# 抜粋文

╔══

医薬品製造設備の基本、計画、設計、建設プロジェクトを学ぶ【第7回】

6) 官庁申請 (工程表ID 129~131)
本プロジェクトでは、必要な官庁申請として建築確認申請と消防着工申請を挙げています。 工場を建設するために必要となる官庁申請は、これらだけでなく、工場立地法や環境法、 高圧ガス取締法、労働安全衛生法、省エネ法、など多くの関係法があり、それぞれに申請 や届出が必要です。コントラクタは、顧客が行うこうした申請の支援を行う立場で、必要な設計図書などを顧客に提出します。申請から許可に至るまで、本工程表では建築確認申請で70日、消防着工申請に45日かかると設定しています。この日数は、所轄の場所やプロジェクトの内容・規模、その他の事情などによって変わります。また、事前に所轄官庁に相談や折衝などを行うことが多く、そのような期間も準備期間として、考えて置く必要があるでしょう。申請近くなったら、実際に申請した経験等をもとに、より詳細に申請の手続きと工程を把握するとよいでしょう。注意を要するのは、申請に必要な設計図面の種類です。必要な設計成果物が揃っていれば問題ありませんが、中には、P&IDが間に合わなかったり、多くの場合、配管図が間に合わない場合があります。工程が厳しい場合、この官庁申請の許可を得ることが、クリティカルとなりますので、事前に所轄の消防署に打診しておくといいと思います。所轄の消防と顧客との関係も影響します。申請には、きちんとした図面の提出が必須ですので、配管図が提出できる工程を組んでおくことが重要です。なお、申請に係る官庁との折衝は、必ず顧客で実施することが原則です。コントラクタが関わる場合も、顧客と共に進めます。コントラクタは、官庁と顧客の過去の対応履歴がわからないため、勝手に進めると迷惑をかけてしまうことがあります。すでに触れましたが、申請に必要な図面の種類は、全体工程に大きく影響する事項ですから、事前(これは早ければ早いほど良い)に顧客と確認し、必要があれば所轄官庁に確認を依頼する必要があります。場合によっては、申請用の図面を別途作成しなければならない場合もあります。高圧ガス該当機器の場合、官庁による中間検査や完成検査の日程・予約など、個別の工程を作成し管理するとよいでしょう。

╚══

# 提供情報
╔══

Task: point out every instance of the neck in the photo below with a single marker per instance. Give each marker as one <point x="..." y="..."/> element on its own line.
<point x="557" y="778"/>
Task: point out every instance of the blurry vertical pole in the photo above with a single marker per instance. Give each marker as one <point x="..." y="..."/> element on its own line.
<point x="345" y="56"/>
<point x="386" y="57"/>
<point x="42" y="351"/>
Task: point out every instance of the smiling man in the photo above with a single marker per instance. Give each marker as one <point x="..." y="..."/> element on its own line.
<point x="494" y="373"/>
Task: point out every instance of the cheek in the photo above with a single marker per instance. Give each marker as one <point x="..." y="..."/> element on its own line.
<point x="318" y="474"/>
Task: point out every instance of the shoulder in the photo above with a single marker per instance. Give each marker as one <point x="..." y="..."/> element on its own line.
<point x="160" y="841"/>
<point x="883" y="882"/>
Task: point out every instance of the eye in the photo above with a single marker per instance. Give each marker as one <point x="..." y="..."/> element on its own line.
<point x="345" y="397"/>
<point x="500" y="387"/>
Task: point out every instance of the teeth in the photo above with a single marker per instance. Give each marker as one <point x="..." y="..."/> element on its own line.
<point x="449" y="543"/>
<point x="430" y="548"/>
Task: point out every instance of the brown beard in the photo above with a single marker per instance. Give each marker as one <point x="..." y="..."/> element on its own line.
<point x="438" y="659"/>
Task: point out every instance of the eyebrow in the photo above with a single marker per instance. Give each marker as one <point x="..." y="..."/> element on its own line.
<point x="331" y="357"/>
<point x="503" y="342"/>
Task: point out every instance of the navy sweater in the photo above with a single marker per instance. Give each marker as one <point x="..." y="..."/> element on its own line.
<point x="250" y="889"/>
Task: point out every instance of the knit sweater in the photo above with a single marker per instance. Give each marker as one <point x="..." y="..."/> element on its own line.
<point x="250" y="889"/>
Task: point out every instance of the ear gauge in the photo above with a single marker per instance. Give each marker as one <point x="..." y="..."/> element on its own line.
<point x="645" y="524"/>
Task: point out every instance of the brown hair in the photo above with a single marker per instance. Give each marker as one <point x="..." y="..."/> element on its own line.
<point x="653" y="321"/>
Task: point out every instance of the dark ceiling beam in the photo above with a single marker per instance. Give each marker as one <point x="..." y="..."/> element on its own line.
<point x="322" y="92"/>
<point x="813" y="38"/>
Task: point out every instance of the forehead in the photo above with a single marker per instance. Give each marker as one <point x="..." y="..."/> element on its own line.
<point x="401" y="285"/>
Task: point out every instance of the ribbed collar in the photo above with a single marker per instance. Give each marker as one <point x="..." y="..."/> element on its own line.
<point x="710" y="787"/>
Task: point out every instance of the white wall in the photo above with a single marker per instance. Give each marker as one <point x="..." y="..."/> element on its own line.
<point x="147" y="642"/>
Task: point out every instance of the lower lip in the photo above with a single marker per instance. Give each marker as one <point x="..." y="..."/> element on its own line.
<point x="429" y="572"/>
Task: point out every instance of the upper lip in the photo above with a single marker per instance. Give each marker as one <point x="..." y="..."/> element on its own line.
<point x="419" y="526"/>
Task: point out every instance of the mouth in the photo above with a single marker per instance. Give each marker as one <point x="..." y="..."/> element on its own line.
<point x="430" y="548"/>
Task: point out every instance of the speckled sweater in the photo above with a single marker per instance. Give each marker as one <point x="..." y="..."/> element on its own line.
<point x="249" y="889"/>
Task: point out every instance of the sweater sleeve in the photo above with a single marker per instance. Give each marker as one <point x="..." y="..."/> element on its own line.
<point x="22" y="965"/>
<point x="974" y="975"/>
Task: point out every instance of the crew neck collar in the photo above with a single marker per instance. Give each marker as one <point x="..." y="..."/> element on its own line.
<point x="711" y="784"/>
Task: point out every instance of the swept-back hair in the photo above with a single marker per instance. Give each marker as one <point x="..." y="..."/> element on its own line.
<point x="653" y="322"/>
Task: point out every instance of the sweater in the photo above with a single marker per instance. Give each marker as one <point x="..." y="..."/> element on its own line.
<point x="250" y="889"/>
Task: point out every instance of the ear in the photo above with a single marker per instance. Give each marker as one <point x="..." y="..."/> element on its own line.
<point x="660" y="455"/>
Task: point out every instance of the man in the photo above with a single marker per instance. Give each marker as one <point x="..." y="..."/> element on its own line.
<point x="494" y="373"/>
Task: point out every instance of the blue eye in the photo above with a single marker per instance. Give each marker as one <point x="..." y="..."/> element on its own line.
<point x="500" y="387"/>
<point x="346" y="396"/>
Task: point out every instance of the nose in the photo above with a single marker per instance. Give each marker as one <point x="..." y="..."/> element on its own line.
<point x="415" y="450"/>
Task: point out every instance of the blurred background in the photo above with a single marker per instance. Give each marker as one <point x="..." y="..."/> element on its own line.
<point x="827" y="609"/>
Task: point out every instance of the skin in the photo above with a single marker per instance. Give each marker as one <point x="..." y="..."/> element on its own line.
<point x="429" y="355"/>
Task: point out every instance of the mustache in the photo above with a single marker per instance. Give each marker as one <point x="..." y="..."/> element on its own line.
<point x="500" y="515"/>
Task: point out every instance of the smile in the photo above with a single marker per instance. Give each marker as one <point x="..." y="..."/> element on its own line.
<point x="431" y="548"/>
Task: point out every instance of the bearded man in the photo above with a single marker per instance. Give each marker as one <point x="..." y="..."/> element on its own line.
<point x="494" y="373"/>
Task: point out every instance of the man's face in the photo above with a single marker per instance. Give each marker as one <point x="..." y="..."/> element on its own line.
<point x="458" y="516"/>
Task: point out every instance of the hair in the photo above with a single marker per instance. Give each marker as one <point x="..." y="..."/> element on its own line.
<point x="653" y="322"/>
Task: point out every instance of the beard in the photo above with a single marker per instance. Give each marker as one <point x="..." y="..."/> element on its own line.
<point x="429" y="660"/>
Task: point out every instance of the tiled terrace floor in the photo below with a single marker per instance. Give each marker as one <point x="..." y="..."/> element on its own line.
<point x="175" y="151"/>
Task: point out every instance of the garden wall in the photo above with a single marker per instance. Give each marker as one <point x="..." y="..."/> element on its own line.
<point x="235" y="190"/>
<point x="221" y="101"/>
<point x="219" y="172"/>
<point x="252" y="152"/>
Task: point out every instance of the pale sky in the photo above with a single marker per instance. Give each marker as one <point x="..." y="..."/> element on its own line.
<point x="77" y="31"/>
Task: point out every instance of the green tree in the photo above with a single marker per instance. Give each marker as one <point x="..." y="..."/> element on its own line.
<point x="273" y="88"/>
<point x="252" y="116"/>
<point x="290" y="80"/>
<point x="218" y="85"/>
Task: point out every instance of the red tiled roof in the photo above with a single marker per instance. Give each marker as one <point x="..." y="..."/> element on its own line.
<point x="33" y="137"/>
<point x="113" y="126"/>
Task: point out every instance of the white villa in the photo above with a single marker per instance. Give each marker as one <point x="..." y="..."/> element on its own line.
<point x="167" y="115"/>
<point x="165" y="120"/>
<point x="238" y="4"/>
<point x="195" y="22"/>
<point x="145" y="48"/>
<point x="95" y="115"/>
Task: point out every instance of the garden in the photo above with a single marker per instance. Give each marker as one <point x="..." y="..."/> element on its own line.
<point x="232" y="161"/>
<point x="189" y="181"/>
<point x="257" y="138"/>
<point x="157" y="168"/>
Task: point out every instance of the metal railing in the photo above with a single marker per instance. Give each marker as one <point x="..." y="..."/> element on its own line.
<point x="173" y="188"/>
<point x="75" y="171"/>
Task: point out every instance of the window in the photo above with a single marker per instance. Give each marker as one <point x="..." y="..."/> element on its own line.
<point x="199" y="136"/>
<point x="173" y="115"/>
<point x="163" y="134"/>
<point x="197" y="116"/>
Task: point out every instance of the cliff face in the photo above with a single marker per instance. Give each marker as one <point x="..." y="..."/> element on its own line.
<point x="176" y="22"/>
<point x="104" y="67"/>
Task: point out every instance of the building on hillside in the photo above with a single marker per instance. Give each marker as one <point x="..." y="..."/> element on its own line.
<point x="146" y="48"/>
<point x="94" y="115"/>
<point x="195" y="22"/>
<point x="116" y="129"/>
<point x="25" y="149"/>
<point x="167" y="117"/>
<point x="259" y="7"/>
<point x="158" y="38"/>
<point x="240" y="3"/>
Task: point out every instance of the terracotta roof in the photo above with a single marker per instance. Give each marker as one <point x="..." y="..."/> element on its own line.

╚══

# 課題 1
抜粋文の工程表では、建築確認申請の申請から許可までに何日かかると設定されていますか。
# 課題 2
一覧から、「roof」という語を含む行をすべて集めてください。

# 解答 1
70日と設定されています。

# 解答 2
Task: point out every instance of the red tiled roof in the photo above with a single marker per instance. Give each marker as one <point x="..." y="..."/> element on its own line.
Task: point out every instance of the terracotta roof in the photo above with a single marker per instance. Give each marker as one <point x="..." y="..."/> element on its own line.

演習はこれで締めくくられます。